Excerto para leitura
Durante estes anos verificou-se ainda uma diminuição significativa dos salários líquidos por via dos aumentos na ADSE (de 1,5% para 3,5%) e no IRS ocorridos na última década. Portanto, considerando só os encargos directos, a perda de poder de compra cifra-se já em quase 30%. Podemos ainda acrescentar a fiscalidade indirecta (impostos indirectos) que agravou o poder de compra dos portugueses durante estes anos, nomeadamente os impostos sobre o tabaco, os combustíveis, as bebidas alcoólicas, as bebidas açucaradas, imposto único de circulação, entre outros, pagos pelos consumidores, que subiram bastante nos últimos anos.

Durante os anos da troika os funcionários públicos com rendimentos mais elevados tiveram cortes nominais na ordem dos 20%, que, entretanto, foram revertidos. No entanto, ao longo destes últimos 13 anos, os quadros superiores da Função Pública tiveram uma perda de poder de compra superior, devido à não actualização dos salários face à inflação e à subida dos impostos.

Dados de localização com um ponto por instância
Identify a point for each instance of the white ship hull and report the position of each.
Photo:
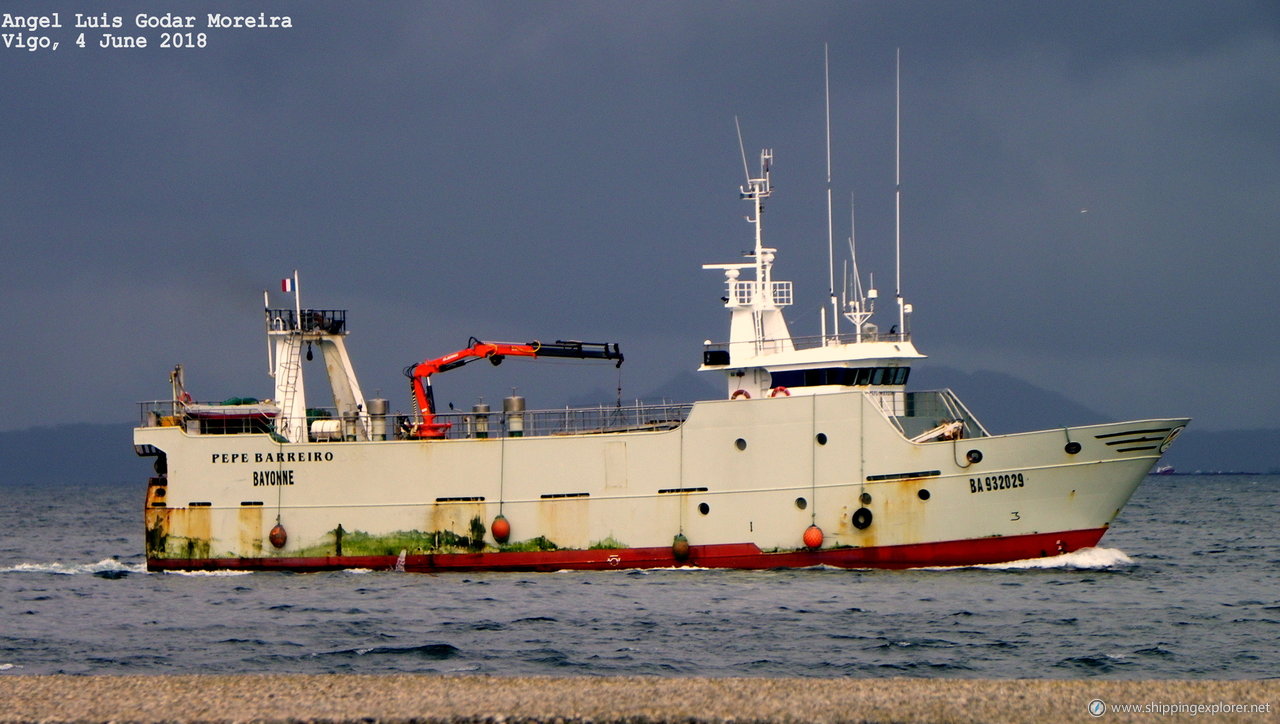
(817, 456)
(741, 481)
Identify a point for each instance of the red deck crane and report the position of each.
(494, 352)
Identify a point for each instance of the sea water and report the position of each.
(1185, 585)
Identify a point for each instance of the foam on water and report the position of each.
(1084, 559)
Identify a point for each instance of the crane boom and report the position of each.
(420, 374)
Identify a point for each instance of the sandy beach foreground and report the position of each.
(622, 699)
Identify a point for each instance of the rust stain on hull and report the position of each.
(251, 531)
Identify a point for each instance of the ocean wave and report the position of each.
(213, 573)
(105, 568)
(1086, 558)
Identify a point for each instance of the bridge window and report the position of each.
(845, 376)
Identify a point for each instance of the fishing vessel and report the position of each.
(816, 454)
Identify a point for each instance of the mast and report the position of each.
(897, 193)
(831, 253)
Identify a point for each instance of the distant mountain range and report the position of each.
(83, 453)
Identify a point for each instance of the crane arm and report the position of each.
(494, 352)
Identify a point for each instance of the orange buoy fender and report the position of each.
(501, 528)
(278, 536)
(680, 548)
(813, 537)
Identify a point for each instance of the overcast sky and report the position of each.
(1091, 191)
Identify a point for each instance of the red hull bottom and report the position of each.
(725, 555)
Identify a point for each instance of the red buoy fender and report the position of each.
(501, 528)
(813, 537)
(278, 536)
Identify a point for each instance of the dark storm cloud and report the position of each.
(1089, 189)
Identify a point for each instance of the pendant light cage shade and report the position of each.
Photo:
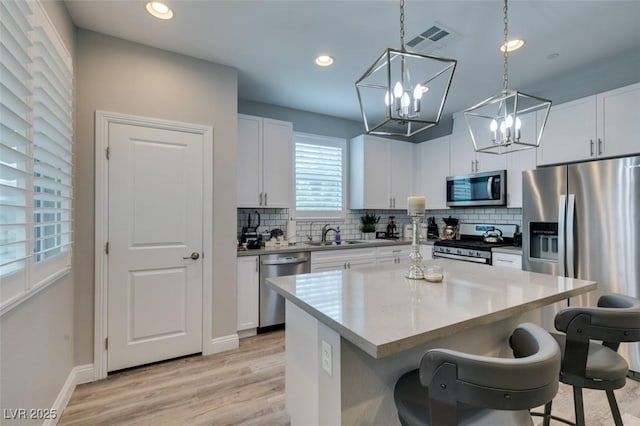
(403, 92)
(511, 121)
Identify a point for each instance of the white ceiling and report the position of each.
(273, 43)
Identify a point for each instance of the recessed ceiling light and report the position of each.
(324, 60)
(159, 10)
(512, 45)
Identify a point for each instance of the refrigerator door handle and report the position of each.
(562, 206)
(571, 216)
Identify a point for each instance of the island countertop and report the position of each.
(383, 313)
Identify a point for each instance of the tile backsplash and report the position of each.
(350, 226)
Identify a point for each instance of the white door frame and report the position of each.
(103, 119)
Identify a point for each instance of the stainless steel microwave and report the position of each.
(477, 189)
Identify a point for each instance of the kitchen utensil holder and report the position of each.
(416, 271)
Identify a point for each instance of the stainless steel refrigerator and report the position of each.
(583, 221)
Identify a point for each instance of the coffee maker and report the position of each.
(432, 228)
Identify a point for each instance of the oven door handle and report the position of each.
(459, 257)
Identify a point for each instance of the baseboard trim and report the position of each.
(78, 375)
(221, 344)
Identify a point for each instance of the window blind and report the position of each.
(319, 174)
(36, 133)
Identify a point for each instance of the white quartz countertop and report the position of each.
(383, 313)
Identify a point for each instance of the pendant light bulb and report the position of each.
(387, 99)
(417, 92)
(397, 90)
(509, 121)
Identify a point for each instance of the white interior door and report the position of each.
(155, 224)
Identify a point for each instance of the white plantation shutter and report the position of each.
(36, 153)
(319, 176)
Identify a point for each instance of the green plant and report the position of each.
(369, 221)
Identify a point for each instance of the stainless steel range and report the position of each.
(475, 241)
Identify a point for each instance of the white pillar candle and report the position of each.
(416, 205)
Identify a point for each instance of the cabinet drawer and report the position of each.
(507, 260)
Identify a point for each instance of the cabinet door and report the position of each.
(490, 162)
(401, 167)
(519, 161)
(277, 163)
(618, 115)
(376, 173)
(462, 154)
(570, 132)
(432, 169)
(249, 163)
(248, 290)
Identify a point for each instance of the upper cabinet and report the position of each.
(432, 169)
(618, 113)
(381, 173)
(265, 170)
(463, 157)
(597, 126)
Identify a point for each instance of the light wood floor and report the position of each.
(246, 387)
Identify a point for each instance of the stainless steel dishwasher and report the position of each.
(277, 265)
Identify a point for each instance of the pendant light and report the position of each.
(403, 92)
(511, 120)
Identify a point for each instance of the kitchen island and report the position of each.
(351, 334)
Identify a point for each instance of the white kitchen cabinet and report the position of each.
(507, 260)
(334, 260)
(426, 250)
(248, 292)
(265, 170)
(463, 157)
(389, 255)
(618, 114)
(570, 132)
(381, 173)
(431, 171)
(519, 161)
(597, 126)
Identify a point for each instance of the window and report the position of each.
(36, 149)
(320, 176)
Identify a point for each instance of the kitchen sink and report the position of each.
(331, 243)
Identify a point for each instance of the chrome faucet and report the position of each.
(310, 234)
(325, 230)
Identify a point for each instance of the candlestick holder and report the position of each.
(416, 271)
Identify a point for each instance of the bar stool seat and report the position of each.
(456, 388)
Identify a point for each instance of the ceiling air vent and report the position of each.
(435, 37)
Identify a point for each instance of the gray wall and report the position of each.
(36, 337)
(120, 76)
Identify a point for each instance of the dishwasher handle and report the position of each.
(285, 261)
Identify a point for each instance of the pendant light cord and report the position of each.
(402, 24)
(505, 77)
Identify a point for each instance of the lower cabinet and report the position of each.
(389, 255)
(248, 292)
(507, 260)
(334, 260)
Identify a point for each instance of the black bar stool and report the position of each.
(595, 365)
(452, 387)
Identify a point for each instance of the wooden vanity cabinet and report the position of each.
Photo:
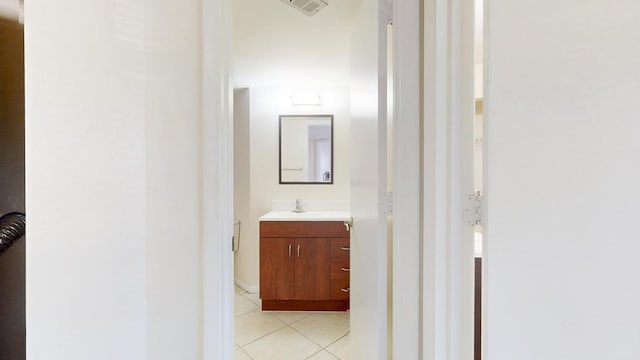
(304, 265)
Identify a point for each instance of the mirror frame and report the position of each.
(281, 117)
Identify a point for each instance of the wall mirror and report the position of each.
(306, 149)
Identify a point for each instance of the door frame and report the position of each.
(433, 244)
(430, 267)
(447, 291)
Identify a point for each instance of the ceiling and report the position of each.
(276, 45)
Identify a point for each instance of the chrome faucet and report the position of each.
(299, 207)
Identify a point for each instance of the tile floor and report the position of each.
(278, 335)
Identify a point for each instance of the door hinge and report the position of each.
(348, 224)
(473, 209)
(387, 8)
(388, 203)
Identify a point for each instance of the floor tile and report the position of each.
(341, 349)
(323, 329)
(241, 355)
(255, 325)
(323, 355)
(290, 317)
(284, 344)
(242, 305)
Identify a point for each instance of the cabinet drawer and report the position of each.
(340, 271)
(340, 289)
(301, 229)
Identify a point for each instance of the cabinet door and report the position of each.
(276, 268)
(340, 269)
(312, 269)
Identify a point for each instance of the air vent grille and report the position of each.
(309, 7)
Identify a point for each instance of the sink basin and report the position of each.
(306, 216)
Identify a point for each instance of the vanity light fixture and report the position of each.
(306, 99)
(308, 7)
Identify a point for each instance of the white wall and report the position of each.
(276, 45)
(279, 52)
(562, 241)
(114, 180)
(265, 107)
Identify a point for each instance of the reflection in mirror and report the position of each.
(306, 149)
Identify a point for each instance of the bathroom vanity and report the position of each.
(304, 261)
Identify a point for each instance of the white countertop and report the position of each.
(306, 216)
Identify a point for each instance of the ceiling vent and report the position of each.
(309, 7)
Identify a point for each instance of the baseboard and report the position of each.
(247, 288)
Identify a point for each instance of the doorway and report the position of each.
(288, 63)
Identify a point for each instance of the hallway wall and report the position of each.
(12, 188)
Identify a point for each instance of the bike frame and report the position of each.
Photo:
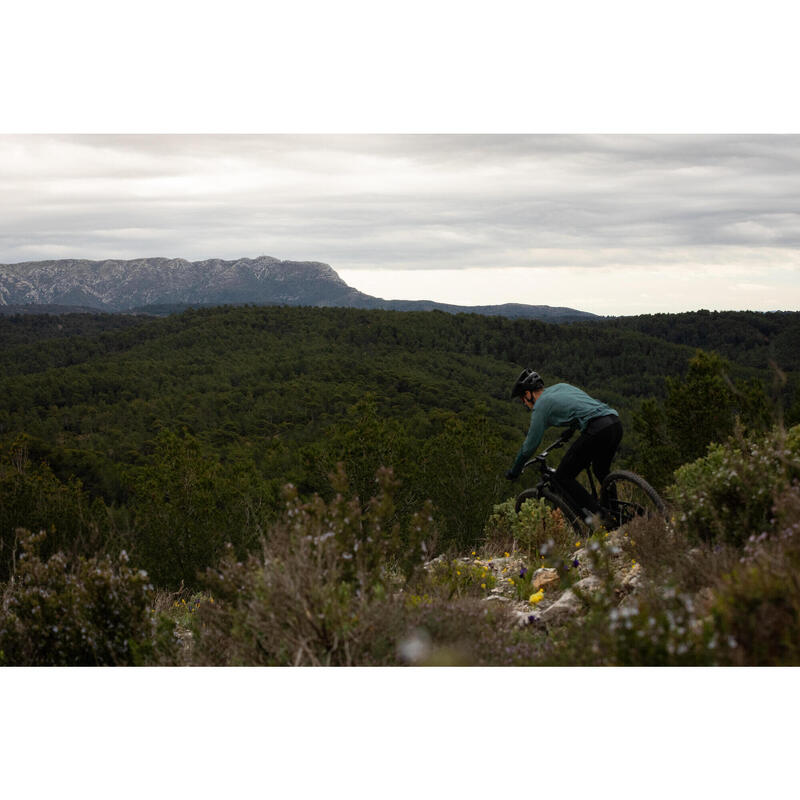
(548, 475)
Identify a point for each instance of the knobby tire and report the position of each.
(555, 502)
(628, 495)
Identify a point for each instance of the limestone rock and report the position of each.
(565, 608)
(545, 578)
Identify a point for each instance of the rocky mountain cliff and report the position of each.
(116, 285)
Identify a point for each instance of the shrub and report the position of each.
(728, 495)
(538, 528)
(457, 578)
(185, 506)
(31, 496)
(90, 612)
(322, 566)
(757, 605)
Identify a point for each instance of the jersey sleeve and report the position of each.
(532, 440)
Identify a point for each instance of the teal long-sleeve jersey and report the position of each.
(560, 405)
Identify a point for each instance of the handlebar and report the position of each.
(557, 444)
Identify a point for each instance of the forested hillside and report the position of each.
(169, 437)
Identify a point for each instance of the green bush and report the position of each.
(729, 494)
(536, 530)
(323, 565)
(89, 612)
(757, 605)
(186, 505)
(31, 496)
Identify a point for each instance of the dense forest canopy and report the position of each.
(115, 409)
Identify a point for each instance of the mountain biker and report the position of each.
(563, 405)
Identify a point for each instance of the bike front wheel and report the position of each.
(557, 504)
(626, 495)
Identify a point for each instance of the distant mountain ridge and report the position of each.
(116, 285)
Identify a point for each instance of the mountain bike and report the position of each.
(623, 495)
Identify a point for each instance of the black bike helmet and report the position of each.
(528, 380)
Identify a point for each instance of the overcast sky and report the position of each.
(612, 224)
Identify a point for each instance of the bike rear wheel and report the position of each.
(556, 503)
(626, 495)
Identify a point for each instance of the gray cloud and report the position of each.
(408, 202)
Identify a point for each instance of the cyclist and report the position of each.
(563, 405)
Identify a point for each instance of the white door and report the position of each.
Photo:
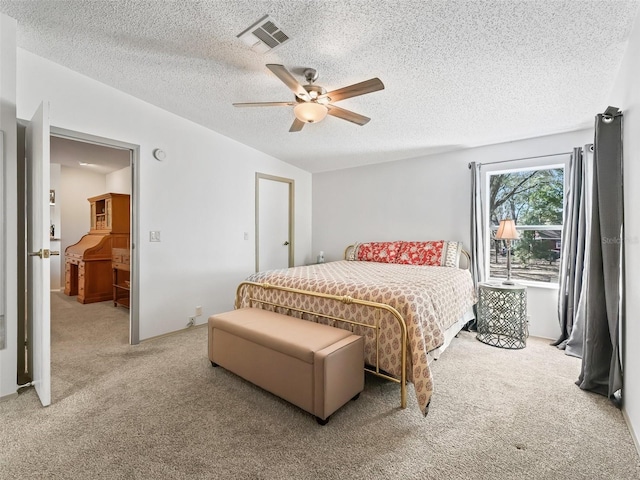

Requisitos da tarefa
Indique se cada afirmação está de acordo com o excerto sobre o poder de compra. Responda sim ou não e cite as palavras decisivas do excerto. (a) A contribuição para a ADSE passou de 1,5% para 3,5%. (b) Os cortes nominais de cerca de 20% aplicados durante a troika continuam em vigor. (c) Considerando só os encargos directos, a perda de poder de compra ultrapassa os 30%.

Resposta escrita
(a) Sim: "aumentos na ADSE (de 1,5% para 3,5%)".
(b) Não: "que, entretanto, foram revertidos".
(c) Não: "a perda de poder de compra cifra-se já em quase 30%".